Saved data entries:
------------------------------------

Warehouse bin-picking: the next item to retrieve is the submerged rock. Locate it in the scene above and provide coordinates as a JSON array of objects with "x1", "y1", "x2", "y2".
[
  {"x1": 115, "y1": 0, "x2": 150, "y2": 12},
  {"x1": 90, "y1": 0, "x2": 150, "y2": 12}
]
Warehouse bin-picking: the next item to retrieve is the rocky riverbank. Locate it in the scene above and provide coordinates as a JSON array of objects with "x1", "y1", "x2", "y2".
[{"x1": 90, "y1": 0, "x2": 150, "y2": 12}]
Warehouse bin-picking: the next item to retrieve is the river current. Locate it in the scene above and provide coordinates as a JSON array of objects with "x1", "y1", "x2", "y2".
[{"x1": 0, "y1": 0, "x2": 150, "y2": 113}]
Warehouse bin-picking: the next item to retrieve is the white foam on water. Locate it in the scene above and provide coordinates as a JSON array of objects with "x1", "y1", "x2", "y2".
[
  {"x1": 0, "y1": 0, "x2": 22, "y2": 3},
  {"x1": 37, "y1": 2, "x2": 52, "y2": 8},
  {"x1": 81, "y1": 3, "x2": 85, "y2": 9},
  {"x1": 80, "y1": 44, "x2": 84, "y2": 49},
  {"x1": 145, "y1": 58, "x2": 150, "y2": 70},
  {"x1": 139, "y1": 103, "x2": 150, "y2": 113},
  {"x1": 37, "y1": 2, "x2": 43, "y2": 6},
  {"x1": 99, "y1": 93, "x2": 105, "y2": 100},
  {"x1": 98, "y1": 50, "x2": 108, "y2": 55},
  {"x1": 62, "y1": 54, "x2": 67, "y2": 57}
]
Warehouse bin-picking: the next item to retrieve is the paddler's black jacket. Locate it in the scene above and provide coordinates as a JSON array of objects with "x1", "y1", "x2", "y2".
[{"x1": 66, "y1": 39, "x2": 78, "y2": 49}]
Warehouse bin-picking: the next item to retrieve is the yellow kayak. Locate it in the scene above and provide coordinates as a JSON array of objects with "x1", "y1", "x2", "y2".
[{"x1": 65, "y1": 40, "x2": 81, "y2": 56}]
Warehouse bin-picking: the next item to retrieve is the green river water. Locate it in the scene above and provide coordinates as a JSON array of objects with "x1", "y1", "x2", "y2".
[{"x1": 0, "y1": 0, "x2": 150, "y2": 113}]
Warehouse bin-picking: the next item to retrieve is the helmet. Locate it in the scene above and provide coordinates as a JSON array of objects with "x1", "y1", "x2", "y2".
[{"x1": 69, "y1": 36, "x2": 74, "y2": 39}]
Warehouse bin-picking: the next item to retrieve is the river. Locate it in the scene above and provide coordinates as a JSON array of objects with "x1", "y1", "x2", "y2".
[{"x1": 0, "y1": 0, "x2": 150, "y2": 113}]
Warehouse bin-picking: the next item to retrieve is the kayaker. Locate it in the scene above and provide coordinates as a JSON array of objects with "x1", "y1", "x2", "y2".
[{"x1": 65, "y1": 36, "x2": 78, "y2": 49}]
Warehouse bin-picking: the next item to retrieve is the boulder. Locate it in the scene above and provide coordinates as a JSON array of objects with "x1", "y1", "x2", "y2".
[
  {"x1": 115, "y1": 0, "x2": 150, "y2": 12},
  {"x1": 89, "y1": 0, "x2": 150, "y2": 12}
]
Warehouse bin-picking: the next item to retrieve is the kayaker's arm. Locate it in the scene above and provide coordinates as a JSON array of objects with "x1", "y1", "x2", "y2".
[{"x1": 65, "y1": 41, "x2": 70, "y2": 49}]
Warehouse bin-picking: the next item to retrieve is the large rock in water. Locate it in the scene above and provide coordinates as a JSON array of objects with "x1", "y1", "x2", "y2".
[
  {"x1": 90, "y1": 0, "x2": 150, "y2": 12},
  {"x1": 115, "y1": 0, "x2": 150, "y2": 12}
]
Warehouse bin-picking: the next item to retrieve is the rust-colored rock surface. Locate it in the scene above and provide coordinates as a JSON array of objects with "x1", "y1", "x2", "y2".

------------------------------------

§ YOUR GOAL:
Set down each entry above again exactly as it reads.

§ ANSWER TO THIS EXERCISE:
Warehouse bin-picking: the next item to retrieve is the submerged rock. Locate it in the scene above and provide coordinates as a JSON array of objects with "x1", "y1", "x2", "y2".
[
  {"x1": 115, "y1": 0, "x2": 150, "y2": 12},
  {"x1": 90, "y1": 0, "x2": 150, "y2": 12}
]
Warehouse bin-picking: the next item to retrieve is the rocky riverbank. Locate it in the scene above and provide coordinates as a JSON array of objects with "x1", "y1", "x2", "y2".
[{"x1": 90, "y1": 0, "x2": 150, "y2": 12}]
Warehouse bin-picking: the next item to retrieve is the river current. Locate it in the scene above and provide coordinates as a JSON array of objects with "x1", "y1", "x2", "y2".
[{"x1": 0, "y1": 0, "x2": 150, "y2": 113}]
Warehouse bin-picking: the next item to retrieve is the white foam on water. Locate it in the scene above and provide coordinates as a JSON array of objects with "x1", "y1", "x2", "y2".
[
  {"x1": 0, "y1": 0, "x2": 22, "y2": 3},
  {"x1": 37, "y1": 2, "x2": 52, "y2": 8},
  {"x1": 81, "y1": 3, "x2": 85, "y2": 9},
  {"x1": 80, "y1": 44, "x2": 84, "y2": 49},
  {"x1": 145, "y1": 58, "x2": 150, "y2": 70},
  {"x1": 139, "y1": 103, "x2": 150, "y2": 113},
  {"x1": 37, "y1": 2, "x2": 43, "y2": 6},
  {"x1": 99, "y1": 93, "x2": 105, "y2": 100},
  {"x1": 98, "y1": 50, "x2": 108, "y2": 55},
  {"x1": 62, "y1": 54, "x2": 67, "y2": 57}
]
Warehouse bin-picking: the next item to retrieve is the paddler's black jacket. Locate it in the scene above and provide coordinates as a JSON array of objects with "x1", "y1", "x2", "y2".
[{"x1": 66, "y1": 39, "x2": 78, "y2": 49}]
Warehouse bin-picking: the next item to retrieve is the yellow kayak. Locate it in the scene above and provide coordinates as a JSON array of objects with "x1", "y1", "x2", "y2".
[{"x1": 65, "y1": 40, "x2": 81, "y2": 56}]
Warehouse bin-picking: the next item to retrieve is the green river water. Locate it in the scene above and provide coordinates as a JSON array of objects with "x1", "y1", "x2", "y2".
[{"x1": 0, "y1": 0, "x2": 150, "y2": 113}]
Warehouse bin-picking: the next item to retrieve is the helmet. Locate it in the scene above and provide coordinates as a JSON array of objects with "x1", "y1", "x2", "y2".
[{"x1": 69, "y1": 36, "x2": 74, "y2": 39}]
Warehouse bin-picking: the next item to retrieve is the river. Locate it in the scene above and provide coordinates as a JSON array of objects with "x1", "y1", "x2", "y2".
[{"x1": 0, "y1": 0, "x2": 150, "y2": 113}]
Warehouse bin-picking: the next item to retrieve is the kayaker. Locate it in the scene above and provide coordinates as a JSON array of objects with "x1", "y1", "x2", "y2".
[{"x1": 65, "y1": 36, "x2": 78, "y2": 49}]
Warehouse bin-picking: the next item to retrieve is the boulder. Locate it in the scene above and provide coordinates as a JSON array of objects with "x1", "y1", "x2", "y2".
[
  {"x1": 115, "y1": 0, "x2": 150, "y2": 12},
  {"x1": 89, "y1": 0, "x2": 150, "y2": 12}
]
Warehouse bin-picking: the next item to retrieve is the kayaker's arm. Locate it in the scene above and provide coordinates as a JSON array of objects with "x1", "y1", "x2", "y2".
[{"x1": 65, "y1": 41, "x2": 70, "y2": 49}]
Warehouse bin-picking: the next item to retrieve is the large rock in water. Locate it in the scene above and provide coordinates as a JSON array of objects with "x1", "y1", "x2", "y2".
[
  {"x1": 90, "y1": 0, "x2": 150, "y2": 12},
  {"x1": 115, "y1": 0, "x2": 150, "y2": 12}
]
Warehouse bin-picking: the next item to retrieve is the rust-colored rock surface. Locate it in the scene above and provide coordinates as a JSON array of objects with "x1", "y1", "x2", "y2".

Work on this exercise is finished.